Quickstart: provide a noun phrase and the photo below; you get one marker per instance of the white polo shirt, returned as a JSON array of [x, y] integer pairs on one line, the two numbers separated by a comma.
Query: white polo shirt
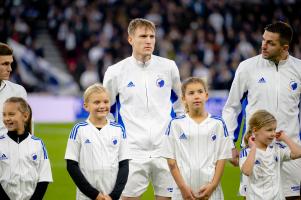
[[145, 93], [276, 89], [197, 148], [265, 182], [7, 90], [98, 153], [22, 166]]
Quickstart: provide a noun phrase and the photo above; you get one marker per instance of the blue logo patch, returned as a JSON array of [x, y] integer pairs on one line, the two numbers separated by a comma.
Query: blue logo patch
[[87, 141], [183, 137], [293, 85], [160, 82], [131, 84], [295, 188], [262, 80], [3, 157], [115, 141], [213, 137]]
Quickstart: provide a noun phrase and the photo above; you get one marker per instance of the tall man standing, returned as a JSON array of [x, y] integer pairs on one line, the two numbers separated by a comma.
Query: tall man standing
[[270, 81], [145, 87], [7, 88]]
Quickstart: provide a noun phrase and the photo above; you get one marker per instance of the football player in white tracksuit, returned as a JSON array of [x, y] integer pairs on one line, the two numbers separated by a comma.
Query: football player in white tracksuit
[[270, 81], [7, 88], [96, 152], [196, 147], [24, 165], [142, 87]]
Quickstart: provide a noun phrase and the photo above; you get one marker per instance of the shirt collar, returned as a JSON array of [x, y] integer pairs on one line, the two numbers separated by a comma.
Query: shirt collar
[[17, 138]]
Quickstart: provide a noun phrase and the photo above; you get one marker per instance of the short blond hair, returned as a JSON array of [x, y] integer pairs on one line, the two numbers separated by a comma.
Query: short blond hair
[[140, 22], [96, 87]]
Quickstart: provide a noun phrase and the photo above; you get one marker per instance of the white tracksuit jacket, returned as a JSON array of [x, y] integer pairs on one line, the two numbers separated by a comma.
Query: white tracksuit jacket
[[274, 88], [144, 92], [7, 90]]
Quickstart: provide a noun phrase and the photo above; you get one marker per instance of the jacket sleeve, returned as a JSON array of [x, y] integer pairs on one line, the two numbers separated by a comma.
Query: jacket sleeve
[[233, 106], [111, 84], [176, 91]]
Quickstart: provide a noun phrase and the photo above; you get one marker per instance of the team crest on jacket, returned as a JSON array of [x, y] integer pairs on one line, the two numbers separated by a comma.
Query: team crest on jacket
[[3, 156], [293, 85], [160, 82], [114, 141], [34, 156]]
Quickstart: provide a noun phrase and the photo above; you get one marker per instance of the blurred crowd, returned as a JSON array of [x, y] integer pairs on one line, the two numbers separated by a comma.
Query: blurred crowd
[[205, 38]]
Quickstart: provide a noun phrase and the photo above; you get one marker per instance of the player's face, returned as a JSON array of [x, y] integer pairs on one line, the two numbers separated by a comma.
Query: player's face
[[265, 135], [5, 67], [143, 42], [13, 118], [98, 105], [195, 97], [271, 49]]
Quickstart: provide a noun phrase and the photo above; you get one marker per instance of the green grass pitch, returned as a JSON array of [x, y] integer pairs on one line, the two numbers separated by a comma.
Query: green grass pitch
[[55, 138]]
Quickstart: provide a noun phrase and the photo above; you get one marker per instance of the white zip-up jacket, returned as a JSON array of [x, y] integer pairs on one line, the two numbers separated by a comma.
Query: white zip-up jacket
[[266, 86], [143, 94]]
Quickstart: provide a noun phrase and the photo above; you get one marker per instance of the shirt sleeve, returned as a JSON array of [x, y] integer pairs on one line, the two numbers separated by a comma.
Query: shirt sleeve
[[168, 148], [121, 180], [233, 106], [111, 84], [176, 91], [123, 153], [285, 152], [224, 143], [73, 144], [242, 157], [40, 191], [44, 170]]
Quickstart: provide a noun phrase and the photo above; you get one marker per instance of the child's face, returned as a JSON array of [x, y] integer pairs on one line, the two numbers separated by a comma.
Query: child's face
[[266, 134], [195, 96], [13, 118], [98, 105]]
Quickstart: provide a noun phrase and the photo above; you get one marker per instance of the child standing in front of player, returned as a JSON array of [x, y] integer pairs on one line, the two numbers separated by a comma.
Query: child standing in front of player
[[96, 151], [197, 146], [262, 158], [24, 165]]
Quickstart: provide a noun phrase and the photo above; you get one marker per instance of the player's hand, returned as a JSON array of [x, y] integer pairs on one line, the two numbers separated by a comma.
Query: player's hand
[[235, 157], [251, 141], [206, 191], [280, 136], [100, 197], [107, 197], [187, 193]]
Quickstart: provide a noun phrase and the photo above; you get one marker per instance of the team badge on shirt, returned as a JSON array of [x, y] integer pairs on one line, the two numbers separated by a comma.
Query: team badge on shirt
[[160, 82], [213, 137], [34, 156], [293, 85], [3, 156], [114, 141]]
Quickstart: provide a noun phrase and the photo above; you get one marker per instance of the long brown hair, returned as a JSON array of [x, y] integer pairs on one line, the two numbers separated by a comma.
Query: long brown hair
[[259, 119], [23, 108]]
# # # #
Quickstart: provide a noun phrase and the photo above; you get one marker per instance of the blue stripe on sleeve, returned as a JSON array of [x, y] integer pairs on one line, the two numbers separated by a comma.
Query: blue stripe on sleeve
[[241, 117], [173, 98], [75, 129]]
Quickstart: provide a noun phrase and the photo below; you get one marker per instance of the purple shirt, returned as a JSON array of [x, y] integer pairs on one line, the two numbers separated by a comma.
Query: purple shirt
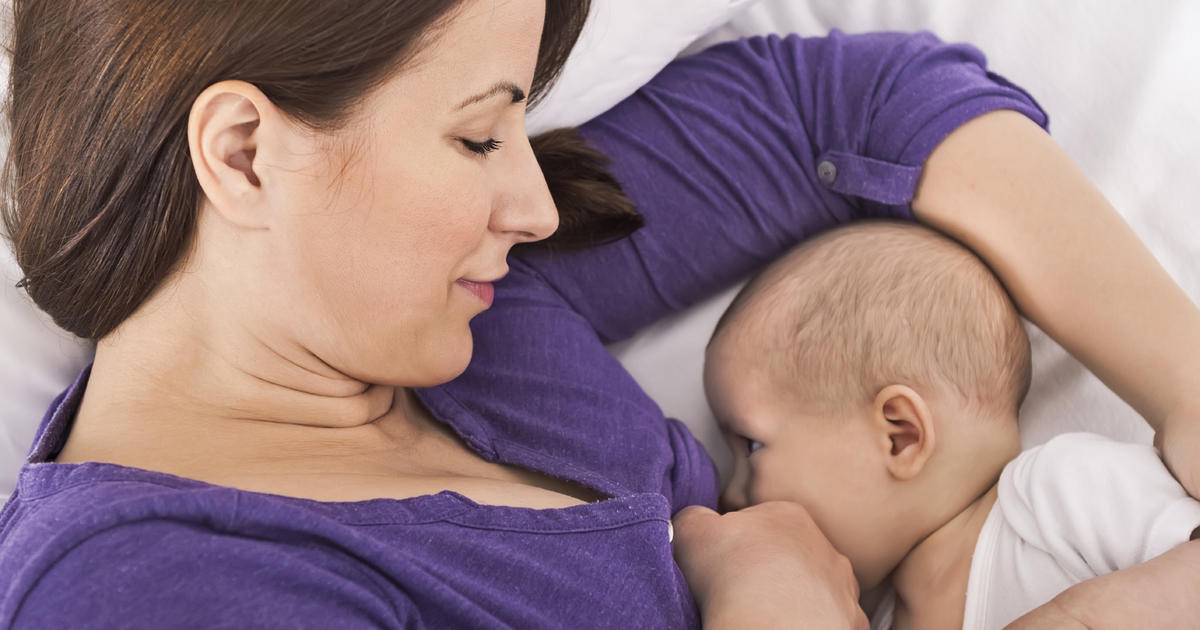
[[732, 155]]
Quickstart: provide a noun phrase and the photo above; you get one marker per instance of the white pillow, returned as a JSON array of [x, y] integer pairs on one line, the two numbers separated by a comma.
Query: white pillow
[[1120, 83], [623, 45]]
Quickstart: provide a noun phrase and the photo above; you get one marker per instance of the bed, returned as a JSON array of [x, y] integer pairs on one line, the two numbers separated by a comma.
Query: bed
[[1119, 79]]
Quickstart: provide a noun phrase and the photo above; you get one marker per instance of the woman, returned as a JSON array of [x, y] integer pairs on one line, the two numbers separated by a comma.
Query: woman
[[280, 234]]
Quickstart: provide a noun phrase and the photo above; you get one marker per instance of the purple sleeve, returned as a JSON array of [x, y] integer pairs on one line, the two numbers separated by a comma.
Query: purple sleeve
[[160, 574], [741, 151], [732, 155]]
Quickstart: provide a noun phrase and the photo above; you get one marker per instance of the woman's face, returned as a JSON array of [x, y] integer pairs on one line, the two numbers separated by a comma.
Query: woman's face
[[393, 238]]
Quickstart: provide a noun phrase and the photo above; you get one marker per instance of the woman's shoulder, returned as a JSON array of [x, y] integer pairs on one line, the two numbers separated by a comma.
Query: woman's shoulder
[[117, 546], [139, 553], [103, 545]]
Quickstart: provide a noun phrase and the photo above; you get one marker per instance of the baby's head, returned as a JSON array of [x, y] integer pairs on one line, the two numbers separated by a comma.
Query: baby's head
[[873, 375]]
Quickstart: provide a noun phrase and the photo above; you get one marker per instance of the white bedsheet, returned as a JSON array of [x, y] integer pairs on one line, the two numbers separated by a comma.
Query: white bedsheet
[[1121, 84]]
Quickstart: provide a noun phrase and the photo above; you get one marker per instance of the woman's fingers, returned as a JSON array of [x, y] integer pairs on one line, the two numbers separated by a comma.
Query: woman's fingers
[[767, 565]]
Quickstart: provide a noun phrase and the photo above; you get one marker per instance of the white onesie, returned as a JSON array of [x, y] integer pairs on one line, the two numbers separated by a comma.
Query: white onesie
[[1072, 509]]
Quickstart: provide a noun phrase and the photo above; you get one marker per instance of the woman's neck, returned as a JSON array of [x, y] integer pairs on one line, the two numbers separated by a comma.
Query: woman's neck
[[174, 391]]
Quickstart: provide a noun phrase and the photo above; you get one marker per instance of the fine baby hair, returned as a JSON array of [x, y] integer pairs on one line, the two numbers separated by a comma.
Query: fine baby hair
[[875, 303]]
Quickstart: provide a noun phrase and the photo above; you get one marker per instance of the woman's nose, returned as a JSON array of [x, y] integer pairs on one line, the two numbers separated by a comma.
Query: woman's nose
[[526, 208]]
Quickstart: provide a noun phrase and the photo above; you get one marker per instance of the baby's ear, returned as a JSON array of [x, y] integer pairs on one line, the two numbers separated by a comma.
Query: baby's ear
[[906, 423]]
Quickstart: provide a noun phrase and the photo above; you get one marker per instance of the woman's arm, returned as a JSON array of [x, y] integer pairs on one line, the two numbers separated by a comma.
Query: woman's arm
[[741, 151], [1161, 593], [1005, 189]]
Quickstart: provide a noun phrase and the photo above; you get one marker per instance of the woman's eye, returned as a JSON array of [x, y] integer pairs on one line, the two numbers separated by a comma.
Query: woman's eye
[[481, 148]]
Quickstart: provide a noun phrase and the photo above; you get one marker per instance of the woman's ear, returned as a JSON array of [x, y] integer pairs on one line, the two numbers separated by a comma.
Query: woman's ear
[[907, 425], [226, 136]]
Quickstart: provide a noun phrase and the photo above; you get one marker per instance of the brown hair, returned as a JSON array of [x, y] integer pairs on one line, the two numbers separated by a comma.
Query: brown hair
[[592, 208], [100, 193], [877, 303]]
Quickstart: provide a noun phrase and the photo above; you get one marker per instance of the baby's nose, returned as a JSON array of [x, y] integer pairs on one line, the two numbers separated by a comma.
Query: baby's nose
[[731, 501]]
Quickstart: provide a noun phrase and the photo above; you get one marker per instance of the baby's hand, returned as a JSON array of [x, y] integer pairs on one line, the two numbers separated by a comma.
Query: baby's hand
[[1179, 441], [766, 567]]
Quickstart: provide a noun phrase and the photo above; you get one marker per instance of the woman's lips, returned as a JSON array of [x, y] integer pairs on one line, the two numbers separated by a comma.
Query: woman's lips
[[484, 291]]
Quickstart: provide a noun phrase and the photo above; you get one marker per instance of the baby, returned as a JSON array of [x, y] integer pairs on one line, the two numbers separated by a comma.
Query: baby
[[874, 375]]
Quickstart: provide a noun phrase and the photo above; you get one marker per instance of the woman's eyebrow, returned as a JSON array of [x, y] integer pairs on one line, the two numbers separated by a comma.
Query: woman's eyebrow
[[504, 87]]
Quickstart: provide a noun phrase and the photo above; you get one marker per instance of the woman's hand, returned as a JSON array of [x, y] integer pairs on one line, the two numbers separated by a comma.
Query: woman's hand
# # # #
- **What needs to be done**: Gather every line from the rows above that contains the string "polo", and copy each such line in full.

- **Exercise response**:
Quickstart: provide a noun phrase and the photo below; you get one marker per instance of the white polo shirt, returned as a JSON array of [x, y] integer pairs on one line, the two numbers separated by a comma.
Query: white polo shirt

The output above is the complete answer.